**Exercise:**
Please write out all of the entries exactly as they appear.

=== Begin Enclosure ===

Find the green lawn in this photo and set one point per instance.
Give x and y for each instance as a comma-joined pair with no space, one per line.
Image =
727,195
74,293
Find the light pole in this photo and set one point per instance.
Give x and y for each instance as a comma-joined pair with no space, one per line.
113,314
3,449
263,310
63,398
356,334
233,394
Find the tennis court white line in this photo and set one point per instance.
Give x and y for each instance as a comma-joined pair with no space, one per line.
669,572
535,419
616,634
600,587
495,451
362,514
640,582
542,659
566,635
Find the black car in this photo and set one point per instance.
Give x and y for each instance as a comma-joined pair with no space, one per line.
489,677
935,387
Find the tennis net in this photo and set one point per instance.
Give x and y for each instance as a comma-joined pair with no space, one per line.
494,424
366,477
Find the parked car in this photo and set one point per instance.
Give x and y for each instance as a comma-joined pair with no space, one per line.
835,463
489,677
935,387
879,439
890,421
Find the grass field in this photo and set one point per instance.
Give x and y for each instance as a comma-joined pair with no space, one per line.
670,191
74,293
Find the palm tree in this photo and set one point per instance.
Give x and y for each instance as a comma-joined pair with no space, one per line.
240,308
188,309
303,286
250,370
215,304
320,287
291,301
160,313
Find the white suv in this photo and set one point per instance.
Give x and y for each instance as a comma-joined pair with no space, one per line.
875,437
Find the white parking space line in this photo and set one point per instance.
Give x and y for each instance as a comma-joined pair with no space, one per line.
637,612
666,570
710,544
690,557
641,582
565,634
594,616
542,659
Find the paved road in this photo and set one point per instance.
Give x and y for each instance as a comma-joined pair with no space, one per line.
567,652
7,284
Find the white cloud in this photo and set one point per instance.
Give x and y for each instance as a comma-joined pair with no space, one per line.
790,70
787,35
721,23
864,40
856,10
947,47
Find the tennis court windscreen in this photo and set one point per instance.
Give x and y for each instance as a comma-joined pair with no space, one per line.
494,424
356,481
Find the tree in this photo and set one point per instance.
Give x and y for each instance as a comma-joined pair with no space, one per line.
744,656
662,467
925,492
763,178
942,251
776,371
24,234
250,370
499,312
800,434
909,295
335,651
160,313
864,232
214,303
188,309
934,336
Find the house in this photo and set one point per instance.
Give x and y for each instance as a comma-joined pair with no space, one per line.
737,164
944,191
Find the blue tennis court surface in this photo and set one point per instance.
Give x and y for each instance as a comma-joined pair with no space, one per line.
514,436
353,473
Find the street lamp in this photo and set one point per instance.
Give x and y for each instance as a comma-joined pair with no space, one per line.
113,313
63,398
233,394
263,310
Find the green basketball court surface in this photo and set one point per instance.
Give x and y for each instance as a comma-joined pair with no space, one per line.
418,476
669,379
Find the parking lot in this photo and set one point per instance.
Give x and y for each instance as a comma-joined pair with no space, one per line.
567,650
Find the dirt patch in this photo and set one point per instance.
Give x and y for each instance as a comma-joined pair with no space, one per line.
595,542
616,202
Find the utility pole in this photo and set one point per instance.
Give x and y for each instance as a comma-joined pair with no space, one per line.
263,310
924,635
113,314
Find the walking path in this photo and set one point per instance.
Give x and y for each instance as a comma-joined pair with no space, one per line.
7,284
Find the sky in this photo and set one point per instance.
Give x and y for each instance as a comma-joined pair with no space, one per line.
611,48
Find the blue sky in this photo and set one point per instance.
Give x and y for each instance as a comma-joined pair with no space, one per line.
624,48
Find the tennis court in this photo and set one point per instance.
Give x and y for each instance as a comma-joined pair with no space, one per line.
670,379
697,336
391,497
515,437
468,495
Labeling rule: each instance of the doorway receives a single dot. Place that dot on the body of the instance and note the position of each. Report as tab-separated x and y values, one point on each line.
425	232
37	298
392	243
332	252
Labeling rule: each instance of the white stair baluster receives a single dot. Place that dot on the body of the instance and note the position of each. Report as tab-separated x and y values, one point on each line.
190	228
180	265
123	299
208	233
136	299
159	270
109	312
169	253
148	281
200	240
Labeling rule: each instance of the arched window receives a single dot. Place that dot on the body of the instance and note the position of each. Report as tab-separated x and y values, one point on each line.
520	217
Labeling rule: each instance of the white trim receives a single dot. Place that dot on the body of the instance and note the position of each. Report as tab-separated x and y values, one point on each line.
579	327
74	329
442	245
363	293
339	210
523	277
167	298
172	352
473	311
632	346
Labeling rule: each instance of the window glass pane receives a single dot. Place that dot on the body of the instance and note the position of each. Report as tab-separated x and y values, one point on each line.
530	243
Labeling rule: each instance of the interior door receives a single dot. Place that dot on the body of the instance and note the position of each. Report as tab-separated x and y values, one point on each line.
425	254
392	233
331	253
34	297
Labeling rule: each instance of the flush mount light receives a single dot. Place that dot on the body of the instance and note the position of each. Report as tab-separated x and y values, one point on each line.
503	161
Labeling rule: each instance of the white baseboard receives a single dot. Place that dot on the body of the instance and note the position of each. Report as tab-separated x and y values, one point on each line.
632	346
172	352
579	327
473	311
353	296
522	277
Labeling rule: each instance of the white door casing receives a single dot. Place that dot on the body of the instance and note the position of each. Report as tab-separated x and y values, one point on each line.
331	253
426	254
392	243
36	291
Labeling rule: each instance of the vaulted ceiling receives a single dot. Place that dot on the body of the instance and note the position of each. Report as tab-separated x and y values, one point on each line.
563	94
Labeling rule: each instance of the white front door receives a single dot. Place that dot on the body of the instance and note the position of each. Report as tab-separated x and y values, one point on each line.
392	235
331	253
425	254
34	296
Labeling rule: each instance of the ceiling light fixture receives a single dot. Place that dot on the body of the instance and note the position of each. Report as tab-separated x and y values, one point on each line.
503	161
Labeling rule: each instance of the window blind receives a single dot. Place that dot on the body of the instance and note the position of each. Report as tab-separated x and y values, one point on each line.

=== End Enclosure ===

**Output:**
Find the green lawn in this photo and set one point per instance.
Give x and y for each instance as a comma-joined pair with no space, one per line.
Image =
727,195
74,293
Find the light pole in this photo and set one point per instance.
Give x and y for each instance as a comma-joined pair with no space, one per line.
113,314
3,449
263,310
63,398
356,334
233,394
Find the tennis court white line in this photo and set one point per instance.
Give x and y for each instance as a comma-joined pair with no space, one per line.
669,572
535,419
616,634
600,587
495,451
362,514
640,582
542,659
566,635
Find the black car in this photo and set one point per instance.
Give x and y for each instance as a comma-joined pair with no space, one per line.
489,677
935,387
Find the tennis net in this photo and set one point per instance.
Give x and y for each instance as a comma-joined pair with no space, one per line.
494,424
366,477
Find the parked car in this photo and set one point per instance.
Give x and y for each instance as a comma-joined pair with no space, one per line.
835,463
489,677
935,387
879,439
890,421
Find the grass field in this photo and set one point per instance.
Give x and y for each instance as a comma-joined pair with no space, one per line.
670,191
74,293
Find the palm tree in this photo and set one point per instance.
Give x and y for each instance as a comma-joined pair with no space, one per line.
240,308
188,309
303,286
250,370
215,304
320,287
291,301
160,313
Find the white suv in this photo and set one point per instance.
Give x and y for each instance as a comma-joined pair with no space, one per line.
875,437
Find the white parking space line in this photo and set one point per instance.
Give x and y for each instance as a comma-joined pair with no space, one per line.
637,612
666,570
710,544
690,557
641,582
565,634
594,616
542,659
Find the paved road in this photo and set one point per instance.
Give x and y for each instance as a comma-joined pair with no space, one per line.
567,652
7,284
Find the white cloud in this photo and set one point per instance.
Give x and y for each instance as a comma-joined pair with no space, one per line.
790,70
787,35
721,23
864,40
856,10
947,47
Find the tennis court windscreen in this photo and set one point per instance.
Give x and y for each instance as a comma-joined pair with no space, one per line.
494,424
356,481
Find the tree in this photo and set one point per instance.
Give x and y for each instance as a comma-joined pair with no space, one per line.
744,656
662,467
925,492
763,178
942,251
776,371
24,234
250,370
499,312
800,434
909,295
335,651
160,313
864,232
214,303
188,309
934,336
Find the house in this photo and set one point per instance.
Give x and y for each instance as a comma-joined pair with no space, one per line.
737,164
944,191
Find the blue tennis court surface in this photo and set one point per instance.
Give x and y for each instance as a comma-joined pair with no space, one per line.
514,436
353,473
Find the street lamp in this photo and set one point per instance.
Give x and y for each instance as a comma-joined pair with no space, one per line.
113,313
63,398
233,394
263,310
Find the green basketball court surface in this photo and set one point per instance.
Give x and y for each instance as a comma-joined pair with no space, one per line.
418,476
669,379
Find the parking lot in this photo and set one point per instance.
Give x and y for each instance as a comma-joined pair with no space, one per line.
567,650
Find the dirt patch in this photo and set one point per instance.
Give x and y for each instance as a comma-joined pair with no space, one per line.
595,542
616,202
Find the utility pole in this photo and set one point per instance.
Give x and y for each instance as a comma-joined pair with no space, one per line.
263,310
924,635
113,314
Find the walking path in this photo and set one point per instance.
Give x and y for each instance as a comma-joined pair with no space, one per line.
7,284
Find the sky in this photo and set one point per instance.
Give x and y for each instance as a comma-joined pair with no space, one per line.
611,48
Find the blue sky in this photo and set one point per instance.
Give x and y for each instance as a comma-joined pair with no space, one per line.
624,48
Find the tennis court in this photo and set one point per instance.
Give x and y for each instance as a comma-joined pair with no space, one per line.
670,379
697,336
391,497
515,437
468,495
Labeling rule: each instance of the doorway receives a single dot. Place that dot on the body of the instance and note the position of each. Report as tab-separated x and y values, one point on each line.
425	232
37	298
392	243
332	252
Labeling rule: each instance of the white stair baluster receives a single dot. Place that dot on the body of the instance and note the position of each. Report as tab-separated x and y values, one point on each line.
190	228
180	265
123	299
208	233
136	299
159	270
109	312
169	253
148	281
200	240
Labeling rule: each instance of the arched window receives a single dot. Place that dot on the body of the instance and note the position of each. Report as tab-separated x and y values, one point on each line.
520	217
Labeling rule: each instance of the white trim receives a single dot. Place that dot on the body of the instance and note the position of each. Report as tab-separated x and y values, one point on each line.
579	327
74	329
442	245
363	293
339	210
523	277
167	298
172	352
473	311
632	346
Labeling rule: each instance of the window glass pane receives a single dot. Place that dot on the body of the instance and note the position of each. Report as tab-separated x and y values, one point on each line.
530	243
Labeling rule: each instance of the interior door receives a single dot. Place that dot on the body of the instance and note the position of each. Report as tab-separated x and y values, one point on each line.
425	254
392	233
331	253
34	297
Labeling rule: each instance of the flush mount light receives a single dot. Place that dot on the body of the instance and note the position of each. Report as tab-separated x and y values, one point on each line.
503	161
Labeling rule: each instance of the white baseboard receives a single dot. Place that dot on the body of the instance and note the position of each. Report as tab-separated x and y values, one point on each line.
632	346
172	352
579	327
473	311
353	296
522	277
Labeling rule: each instance of the white door casing receives a single dot. Place that dot on the body of the instance and note the position of each. Report as tab-separated x and y values, one point on each line.
331	253
426	254
392	243
36	291
Labeling rule: each instance of the vaulted ceiling receives a single dot. Place that dot on the body of the instance and note the position of each. Report as tab-separated x and y values, one point on each line.
563	94
Labeling rule: each instance of the white front door receives a single dot. Place that dot on the body of the instance and note the position of each. Report as tab-separated x and y values, one point on each line.
392	235
331	253
425	254
34	296
Labeling rule: each instance of the ceiling light fixture receives a single dot. Place that dot on the body of the instance and note the position of each. Report as tab-separated x and y values, one point on each line.
503	161
Labeling rule: each instance of the window blind receives a single dot. Place that dot on the body of the instance and note the position of each. Report as tab-separated x and y values, one point on each line.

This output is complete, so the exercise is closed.